## Acciones a realizar
A: Según el fragmento sobre la Ley Trans, ¿qué permite el llamado "derecho a la autodeterminación del género"?
B: Prosigue el fragmento sobre la Ley Trans a partir de su última oración.

## Fragmento seleccionado
◆ ◆ ◆ ◆ ◆

Todos aquellos que están a favor de la autodeterminación de la edad repiten de forma rapsódica las mismas consignas ante todo razonamiento en contra: “¿quiénes somos para cuestionar cómo se sienten los demás?”, “que cada cual sea lo que desee y quiera ser, joven o mayor”, “¿por qué alguien tiene que demostrar lo que siente que es?”, “ningún informe tiene que certificar lo que alguien siente que es”, etc. Todo este pretendido argumentario aparece además aderezado con dosis extra de emotividad sin faltar la acusación de alguna palabra que termine en “fobia” para intentar tapar bocas a quienes cuestionen los peligros que conlleva convertir una vivencia interna en un derecho.

Pues bien, vamos a cambiar la edad por el sexo, ambos datos objetivos e incontestables, y se entenderá el disparate jurídico que supone la llamada Ley Trans. Lo que ha venido a llamarse “derecho a la autodeterminación del género” permite, nada más ni nada menos, que el cambio registral del sexo con la sola manifestación de la voluntad del sujeto. Y solo el feminismo está advirtiendo de los peligros y de la amenaza que este reconocimiento implica para las políticas encaminadas a corregir la brecha por sexo presente en todas las esferas sociales. Se ha explicado hasta la saciedad.

El dislate sin precedentes al que nos enfrentamos se ha evidenciado de forma clara y distinta en los discursos de los diputados que han defendido esta propuesta. Es inútil buscar en sus palabras razonamientos sólidos o argumentos bien trabados desde la racionalidad y el bons sens. Por el contrario, asistimos a un repertorio de tópicos prefabricados, más característicos de una tasca que de un parlamento, desde el “imaginen ustedes que tienen un hijo trans…” hasta el “ustedes creen en serpientes que hablan”. Y como colofón el cuento del niño-hada narrado por el portavoz de Compromís. Para el representante de este partido político, que está a favor de la regularización de la prostitución y de los vientres de alquiler, un niño que se disfraza y juega a ser un hada madrina, en realidad, es una niña, no un niño que juega con una varita mágica a hacer conjuros y hechizos.

◆ ◆ ◆ ◆ ◆

## Listado de registros
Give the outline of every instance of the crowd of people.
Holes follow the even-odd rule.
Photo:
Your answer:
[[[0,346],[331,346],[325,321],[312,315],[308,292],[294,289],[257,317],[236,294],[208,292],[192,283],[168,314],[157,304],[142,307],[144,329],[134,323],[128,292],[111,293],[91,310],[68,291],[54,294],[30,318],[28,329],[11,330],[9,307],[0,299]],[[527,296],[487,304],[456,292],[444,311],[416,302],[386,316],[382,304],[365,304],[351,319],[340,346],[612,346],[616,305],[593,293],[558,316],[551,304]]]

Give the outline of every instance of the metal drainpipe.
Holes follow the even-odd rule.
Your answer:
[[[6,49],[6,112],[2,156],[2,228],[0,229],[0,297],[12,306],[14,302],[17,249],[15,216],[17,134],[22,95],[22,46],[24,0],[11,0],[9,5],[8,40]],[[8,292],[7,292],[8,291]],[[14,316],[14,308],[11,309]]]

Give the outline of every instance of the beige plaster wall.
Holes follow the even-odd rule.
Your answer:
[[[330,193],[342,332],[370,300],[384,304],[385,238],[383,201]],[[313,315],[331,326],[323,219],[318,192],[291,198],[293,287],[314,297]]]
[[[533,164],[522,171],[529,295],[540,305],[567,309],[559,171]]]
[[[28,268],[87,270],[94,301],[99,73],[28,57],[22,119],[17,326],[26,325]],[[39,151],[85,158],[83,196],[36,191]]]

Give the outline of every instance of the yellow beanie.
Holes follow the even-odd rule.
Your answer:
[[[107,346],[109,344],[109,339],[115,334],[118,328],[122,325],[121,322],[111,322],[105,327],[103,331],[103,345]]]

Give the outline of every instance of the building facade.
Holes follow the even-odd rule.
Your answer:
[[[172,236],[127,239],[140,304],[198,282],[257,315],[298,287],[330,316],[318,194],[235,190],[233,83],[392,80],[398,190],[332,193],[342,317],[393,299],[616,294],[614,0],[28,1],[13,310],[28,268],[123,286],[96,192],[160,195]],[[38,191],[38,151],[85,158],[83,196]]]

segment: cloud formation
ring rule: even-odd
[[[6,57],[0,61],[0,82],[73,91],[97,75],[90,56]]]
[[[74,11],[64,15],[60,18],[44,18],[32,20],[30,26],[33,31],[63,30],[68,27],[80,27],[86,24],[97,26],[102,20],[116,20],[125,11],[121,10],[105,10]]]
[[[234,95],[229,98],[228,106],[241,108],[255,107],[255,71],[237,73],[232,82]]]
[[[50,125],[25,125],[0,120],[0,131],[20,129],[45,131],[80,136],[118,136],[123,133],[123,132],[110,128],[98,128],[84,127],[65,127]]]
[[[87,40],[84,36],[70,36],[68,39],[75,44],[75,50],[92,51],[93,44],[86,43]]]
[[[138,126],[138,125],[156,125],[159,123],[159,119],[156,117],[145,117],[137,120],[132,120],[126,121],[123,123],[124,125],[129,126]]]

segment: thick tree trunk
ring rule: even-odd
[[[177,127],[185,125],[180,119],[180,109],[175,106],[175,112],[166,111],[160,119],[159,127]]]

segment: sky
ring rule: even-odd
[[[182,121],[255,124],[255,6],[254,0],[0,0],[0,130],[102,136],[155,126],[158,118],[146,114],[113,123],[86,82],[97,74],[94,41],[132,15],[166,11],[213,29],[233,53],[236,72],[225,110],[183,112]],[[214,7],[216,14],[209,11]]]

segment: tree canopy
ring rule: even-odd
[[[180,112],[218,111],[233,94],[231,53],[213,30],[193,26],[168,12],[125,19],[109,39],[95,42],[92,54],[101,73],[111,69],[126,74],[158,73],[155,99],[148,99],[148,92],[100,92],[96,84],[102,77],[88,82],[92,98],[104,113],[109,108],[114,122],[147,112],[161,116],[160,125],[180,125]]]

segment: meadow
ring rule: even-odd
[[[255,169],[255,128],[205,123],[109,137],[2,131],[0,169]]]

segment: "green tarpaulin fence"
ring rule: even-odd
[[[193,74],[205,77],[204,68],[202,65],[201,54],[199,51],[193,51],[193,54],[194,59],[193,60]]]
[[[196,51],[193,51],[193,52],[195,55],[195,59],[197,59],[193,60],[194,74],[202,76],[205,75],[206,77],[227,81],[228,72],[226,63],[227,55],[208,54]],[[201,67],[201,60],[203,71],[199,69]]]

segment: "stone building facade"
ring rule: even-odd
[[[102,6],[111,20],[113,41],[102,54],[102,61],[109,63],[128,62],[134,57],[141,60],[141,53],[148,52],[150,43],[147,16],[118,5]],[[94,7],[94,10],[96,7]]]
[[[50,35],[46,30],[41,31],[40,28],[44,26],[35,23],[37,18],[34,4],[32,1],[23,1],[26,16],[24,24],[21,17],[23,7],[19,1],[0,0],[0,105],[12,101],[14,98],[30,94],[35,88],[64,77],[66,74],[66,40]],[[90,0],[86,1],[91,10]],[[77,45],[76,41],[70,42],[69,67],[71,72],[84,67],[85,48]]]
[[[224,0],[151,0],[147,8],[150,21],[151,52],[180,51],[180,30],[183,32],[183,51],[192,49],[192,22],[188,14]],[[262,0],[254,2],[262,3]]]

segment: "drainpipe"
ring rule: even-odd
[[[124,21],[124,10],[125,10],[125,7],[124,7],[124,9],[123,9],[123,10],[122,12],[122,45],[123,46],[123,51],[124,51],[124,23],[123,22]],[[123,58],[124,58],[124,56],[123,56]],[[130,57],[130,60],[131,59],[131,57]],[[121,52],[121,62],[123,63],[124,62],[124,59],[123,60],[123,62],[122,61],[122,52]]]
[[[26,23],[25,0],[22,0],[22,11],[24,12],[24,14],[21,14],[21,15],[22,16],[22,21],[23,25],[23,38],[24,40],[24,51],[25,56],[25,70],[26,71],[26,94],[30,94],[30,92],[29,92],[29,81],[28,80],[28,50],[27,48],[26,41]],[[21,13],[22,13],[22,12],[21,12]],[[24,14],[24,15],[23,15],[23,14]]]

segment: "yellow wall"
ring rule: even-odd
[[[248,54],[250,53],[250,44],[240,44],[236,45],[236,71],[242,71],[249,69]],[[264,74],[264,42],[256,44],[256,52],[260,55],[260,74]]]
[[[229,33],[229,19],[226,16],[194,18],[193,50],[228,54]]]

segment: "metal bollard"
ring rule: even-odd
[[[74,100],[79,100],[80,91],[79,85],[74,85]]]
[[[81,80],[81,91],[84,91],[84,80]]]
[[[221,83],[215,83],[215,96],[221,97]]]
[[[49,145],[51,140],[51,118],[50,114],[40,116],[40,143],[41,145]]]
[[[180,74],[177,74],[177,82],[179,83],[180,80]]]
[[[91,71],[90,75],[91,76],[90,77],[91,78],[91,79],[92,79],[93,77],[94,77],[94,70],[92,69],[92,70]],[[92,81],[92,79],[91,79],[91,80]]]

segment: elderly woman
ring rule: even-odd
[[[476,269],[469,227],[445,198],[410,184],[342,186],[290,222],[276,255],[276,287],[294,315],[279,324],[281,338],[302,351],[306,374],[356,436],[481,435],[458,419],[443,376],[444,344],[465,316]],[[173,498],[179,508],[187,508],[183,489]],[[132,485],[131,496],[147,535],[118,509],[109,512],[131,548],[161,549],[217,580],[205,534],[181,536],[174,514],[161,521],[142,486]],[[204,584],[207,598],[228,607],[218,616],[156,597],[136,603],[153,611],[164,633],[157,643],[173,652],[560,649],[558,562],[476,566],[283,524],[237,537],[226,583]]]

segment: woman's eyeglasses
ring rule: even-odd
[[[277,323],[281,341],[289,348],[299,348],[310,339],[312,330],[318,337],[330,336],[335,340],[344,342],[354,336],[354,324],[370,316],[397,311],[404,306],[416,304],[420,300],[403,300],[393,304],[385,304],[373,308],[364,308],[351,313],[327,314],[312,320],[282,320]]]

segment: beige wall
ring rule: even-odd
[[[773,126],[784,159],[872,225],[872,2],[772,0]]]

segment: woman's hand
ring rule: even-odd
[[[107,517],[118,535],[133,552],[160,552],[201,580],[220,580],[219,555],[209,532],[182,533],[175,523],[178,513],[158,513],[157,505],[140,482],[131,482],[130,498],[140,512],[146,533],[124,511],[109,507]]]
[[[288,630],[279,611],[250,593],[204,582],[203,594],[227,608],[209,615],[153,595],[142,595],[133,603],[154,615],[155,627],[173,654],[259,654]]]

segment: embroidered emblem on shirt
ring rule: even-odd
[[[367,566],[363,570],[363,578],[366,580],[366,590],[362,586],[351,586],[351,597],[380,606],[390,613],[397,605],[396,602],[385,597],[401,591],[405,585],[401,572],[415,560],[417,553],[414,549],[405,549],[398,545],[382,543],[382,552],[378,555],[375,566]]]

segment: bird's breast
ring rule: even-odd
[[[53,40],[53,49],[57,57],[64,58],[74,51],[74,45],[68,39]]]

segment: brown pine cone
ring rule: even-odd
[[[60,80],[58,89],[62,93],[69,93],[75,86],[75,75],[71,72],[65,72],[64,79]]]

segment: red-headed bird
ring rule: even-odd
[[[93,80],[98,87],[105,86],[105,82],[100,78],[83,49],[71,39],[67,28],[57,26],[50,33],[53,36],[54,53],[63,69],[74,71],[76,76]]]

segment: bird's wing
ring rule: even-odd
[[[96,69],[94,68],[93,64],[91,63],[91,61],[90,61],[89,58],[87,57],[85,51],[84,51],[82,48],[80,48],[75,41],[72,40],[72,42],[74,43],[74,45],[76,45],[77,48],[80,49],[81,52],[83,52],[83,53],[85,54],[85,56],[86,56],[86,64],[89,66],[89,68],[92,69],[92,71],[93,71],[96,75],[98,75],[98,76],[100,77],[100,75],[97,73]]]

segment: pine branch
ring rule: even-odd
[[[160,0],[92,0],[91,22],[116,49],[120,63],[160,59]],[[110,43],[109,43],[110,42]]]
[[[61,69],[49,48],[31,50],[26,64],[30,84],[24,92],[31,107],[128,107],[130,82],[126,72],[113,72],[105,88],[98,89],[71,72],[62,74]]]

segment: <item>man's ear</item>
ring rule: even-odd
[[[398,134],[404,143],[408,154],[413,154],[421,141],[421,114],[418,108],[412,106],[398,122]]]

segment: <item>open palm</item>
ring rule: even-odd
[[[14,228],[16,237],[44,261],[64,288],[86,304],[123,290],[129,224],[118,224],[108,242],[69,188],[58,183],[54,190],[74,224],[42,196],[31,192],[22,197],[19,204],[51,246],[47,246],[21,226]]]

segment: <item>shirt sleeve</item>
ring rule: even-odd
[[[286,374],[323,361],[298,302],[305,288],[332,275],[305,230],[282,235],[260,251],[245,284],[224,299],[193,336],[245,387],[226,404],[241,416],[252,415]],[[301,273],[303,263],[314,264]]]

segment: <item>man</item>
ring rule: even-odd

◆ ◆ ◆ ◆ ◆

## Respuestas por tarea
A: Permite el cambio registral del sexo con la sola manifestación de la voluntad del sujeto.

B:
El debate parlamentario sobre la admisión a trámite de la Ley Trans ha servido así para levantar acta de los problemas a los que se enfrentan las feministas en la arena política. Y no son pocos. En primer lugar, se ha medido el pulso entre el movimiento feminista y los distintos partidos a falta de una alternativa política feminista, específica y con presencia parlamentaria. En segundo lugar, se ha constatado la traición por parte de los partidos políticos que siempre se han servido del feminismo como cantera de propuestas encaminadas a la defensa y consolidación de los derechos de las mujeres, ahora amenazados por los llamados “derechos trans”. Paradójicamente ese hueco ha sido ocupado por los partidos de derecha que se han apropiado de los argumentos y las razones esgrimidas por las feministas, pero no porque estén comprometidos con su agenda, sino porque intentan a toda costa desestabilizar al gobierno actual. Pero quizá lo más alarmante sea cómo ha dejado al descubierto el síntoma de una enfermedad mortal para todo Estado de Derecho. Es una anomalía democrática que la apelación a las emociones y a los sentimientos expulse de la tribuna de oradores a la argumentación crítica y racional sobre hechos y datos constatados. Se abre así la puerta al peor y más peligroso enemigo de la democracia: el relativismo. Hasta ahora solo el feminismo lo está combatiendo, aunque –mucho nos tememos– la guerra solo acaba de comenzar.